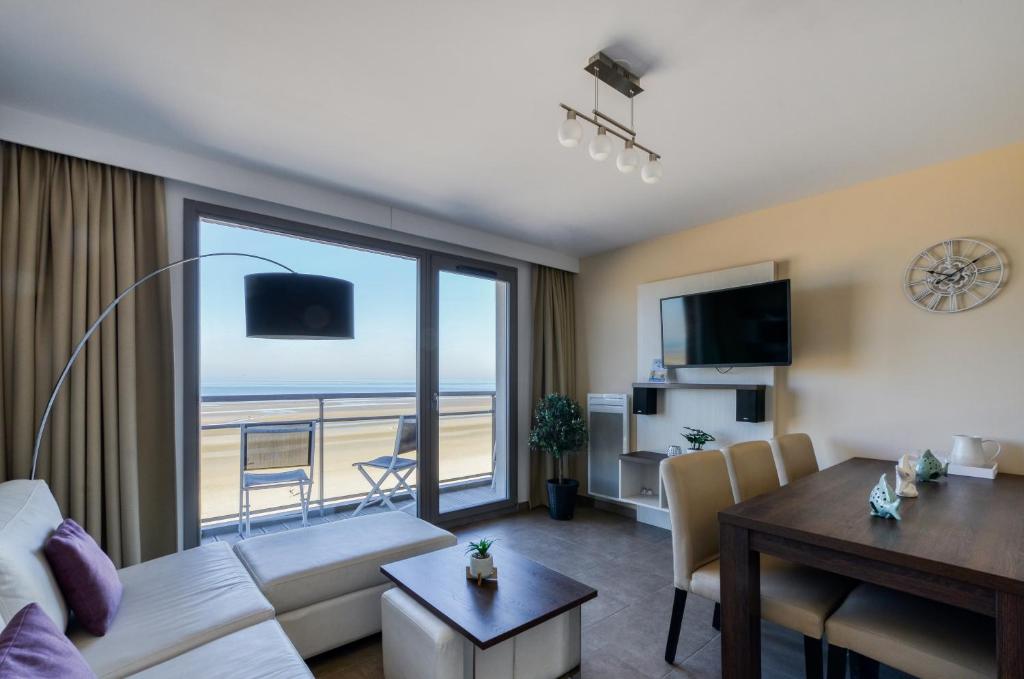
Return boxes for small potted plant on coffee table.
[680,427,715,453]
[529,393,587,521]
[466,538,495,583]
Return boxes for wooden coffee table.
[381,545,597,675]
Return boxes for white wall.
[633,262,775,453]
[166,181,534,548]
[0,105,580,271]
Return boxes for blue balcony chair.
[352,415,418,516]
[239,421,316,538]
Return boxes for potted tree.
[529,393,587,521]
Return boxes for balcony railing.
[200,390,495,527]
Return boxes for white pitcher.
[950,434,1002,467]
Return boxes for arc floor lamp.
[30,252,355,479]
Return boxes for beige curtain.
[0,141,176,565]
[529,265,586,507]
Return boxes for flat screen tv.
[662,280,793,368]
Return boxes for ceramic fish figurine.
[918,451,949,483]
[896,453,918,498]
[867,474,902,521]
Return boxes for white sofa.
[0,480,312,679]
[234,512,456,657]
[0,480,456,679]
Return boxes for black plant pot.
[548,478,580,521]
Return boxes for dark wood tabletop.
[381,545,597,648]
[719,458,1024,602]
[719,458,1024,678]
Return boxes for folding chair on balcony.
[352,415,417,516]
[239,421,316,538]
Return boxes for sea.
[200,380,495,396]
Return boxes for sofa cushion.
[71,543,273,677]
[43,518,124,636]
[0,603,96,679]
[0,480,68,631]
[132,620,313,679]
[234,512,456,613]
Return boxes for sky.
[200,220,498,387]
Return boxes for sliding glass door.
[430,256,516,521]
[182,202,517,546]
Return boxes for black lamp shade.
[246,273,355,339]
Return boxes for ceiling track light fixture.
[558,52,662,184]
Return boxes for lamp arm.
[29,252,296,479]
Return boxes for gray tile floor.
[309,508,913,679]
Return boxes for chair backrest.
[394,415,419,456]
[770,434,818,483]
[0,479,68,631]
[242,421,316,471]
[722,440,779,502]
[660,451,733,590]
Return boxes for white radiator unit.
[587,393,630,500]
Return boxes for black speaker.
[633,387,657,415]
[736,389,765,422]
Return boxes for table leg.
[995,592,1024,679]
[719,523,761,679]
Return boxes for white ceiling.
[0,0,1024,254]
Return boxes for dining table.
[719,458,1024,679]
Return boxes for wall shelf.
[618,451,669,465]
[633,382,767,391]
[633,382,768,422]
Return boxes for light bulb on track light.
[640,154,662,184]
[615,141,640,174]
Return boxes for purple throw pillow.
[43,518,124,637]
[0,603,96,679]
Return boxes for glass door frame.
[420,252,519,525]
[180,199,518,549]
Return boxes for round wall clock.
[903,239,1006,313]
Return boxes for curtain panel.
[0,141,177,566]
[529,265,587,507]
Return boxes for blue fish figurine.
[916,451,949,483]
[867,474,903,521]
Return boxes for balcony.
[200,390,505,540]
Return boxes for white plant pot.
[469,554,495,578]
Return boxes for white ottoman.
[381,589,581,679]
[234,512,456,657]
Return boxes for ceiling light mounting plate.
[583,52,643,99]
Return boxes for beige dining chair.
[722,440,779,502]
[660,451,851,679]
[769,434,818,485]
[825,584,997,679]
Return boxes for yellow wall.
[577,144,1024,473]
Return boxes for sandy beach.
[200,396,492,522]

......

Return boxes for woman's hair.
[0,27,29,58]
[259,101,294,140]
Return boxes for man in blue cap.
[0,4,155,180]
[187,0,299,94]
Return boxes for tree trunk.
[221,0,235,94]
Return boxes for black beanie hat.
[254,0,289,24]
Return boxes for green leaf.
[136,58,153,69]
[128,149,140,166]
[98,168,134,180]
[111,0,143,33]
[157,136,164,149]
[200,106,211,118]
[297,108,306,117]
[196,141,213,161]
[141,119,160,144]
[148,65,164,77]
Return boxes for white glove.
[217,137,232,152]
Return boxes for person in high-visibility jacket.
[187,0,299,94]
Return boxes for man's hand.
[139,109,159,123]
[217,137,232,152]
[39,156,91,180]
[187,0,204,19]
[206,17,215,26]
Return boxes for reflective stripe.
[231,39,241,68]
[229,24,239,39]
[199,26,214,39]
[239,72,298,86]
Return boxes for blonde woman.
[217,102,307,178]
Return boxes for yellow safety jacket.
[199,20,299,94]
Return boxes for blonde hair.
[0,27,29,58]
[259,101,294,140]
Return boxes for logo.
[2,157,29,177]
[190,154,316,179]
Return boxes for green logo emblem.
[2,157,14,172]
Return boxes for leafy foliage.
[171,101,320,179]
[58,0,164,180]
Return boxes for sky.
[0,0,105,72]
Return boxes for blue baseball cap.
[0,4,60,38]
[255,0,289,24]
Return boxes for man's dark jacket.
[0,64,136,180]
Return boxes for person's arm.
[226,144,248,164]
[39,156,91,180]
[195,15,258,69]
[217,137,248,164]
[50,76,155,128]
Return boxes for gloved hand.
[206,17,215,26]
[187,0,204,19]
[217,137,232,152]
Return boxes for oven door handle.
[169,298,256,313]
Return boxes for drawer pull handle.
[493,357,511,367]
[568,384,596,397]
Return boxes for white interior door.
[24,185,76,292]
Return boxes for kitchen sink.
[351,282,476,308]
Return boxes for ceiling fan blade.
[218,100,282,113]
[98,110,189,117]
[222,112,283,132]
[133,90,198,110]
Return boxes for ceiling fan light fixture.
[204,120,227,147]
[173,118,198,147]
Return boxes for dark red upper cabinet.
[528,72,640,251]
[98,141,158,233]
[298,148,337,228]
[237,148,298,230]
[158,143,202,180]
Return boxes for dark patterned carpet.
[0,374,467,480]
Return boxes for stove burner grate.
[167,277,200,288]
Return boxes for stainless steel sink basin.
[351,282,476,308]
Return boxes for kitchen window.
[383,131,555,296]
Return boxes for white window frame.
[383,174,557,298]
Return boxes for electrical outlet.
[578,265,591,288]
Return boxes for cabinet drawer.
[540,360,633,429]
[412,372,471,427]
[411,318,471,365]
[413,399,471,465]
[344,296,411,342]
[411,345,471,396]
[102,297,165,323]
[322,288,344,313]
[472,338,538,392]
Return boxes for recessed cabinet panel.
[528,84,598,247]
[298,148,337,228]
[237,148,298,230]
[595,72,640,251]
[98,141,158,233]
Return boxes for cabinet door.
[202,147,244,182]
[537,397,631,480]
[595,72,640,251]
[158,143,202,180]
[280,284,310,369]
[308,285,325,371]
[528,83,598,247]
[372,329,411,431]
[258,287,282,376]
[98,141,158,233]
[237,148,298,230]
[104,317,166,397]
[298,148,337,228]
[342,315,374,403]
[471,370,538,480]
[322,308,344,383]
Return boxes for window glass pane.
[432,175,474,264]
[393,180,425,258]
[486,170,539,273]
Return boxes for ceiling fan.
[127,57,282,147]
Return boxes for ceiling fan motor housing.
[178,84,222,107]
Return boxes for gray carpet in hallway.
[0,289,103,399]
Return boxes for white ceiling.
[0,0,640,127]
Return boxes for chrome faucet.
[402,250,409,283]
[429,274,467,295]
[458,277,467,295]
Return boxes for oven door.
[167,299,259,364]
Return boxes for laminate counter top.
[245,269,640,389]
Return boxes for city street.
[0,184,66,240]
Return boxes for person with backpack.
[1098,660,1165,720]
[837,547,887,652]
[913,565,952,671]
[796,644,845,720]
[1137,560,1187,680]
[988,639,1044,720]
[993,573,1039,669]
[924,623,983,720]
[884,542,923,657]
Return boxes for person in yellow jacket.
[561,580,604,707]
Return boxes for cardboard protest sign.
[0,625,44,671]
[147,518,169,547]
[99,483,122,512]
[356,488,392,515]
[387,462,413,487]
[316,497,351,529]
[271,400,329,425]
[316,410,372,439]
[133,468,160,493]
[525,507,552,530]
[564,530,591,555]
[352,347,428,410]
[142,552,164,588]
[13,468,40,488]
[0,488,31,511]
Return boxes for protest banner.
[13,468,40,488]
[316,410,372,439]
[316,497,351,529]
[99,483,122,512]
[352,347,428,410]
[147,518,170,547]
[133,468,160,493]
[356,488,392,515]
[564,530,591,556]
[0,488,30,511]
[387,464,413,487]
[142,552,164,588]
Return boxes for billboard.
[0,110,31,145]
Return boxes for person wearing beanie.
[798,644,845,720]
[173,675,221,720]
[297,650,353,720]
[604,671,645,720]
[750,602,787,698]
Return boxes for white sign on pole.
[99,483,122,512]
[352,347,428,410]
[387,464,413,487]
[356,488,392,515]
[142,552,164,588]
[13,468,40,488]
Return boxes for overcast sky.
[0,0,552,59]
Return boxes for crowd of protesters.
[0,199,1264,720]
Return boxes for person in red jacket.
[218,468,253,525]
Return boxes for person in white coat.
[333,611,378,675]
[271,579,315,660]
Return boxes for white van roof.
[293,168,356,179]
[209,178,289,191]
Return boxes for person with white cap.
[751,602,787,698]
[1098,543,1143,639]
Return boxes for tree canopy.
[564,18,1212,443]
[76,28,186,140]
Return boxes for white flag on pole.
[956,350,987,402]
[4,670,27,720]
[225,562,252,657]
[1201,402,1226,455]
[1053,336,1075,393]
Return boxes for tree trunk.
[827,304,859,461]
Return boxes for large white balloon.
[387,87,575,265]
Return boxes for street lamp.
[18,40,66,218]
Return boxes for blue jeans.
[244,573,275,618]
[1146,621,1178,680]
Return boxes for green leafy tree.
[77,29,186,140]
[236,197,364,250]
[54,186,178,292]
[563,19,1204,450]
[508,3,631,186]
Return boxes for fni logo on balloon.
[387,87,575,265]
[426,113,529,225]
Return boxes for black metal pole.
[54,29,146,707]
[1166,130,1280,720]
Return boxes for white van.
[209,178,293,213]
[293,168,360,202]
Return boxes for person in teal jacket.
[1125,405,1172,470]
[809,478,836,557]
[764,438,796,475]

......

Temukan setiap baris pada data di atas yang memuat kata "oven", lalu salin semua baris tersebut.

▶ _HASIL_
Return boxes for oven door handle.
Return boxes for oven door.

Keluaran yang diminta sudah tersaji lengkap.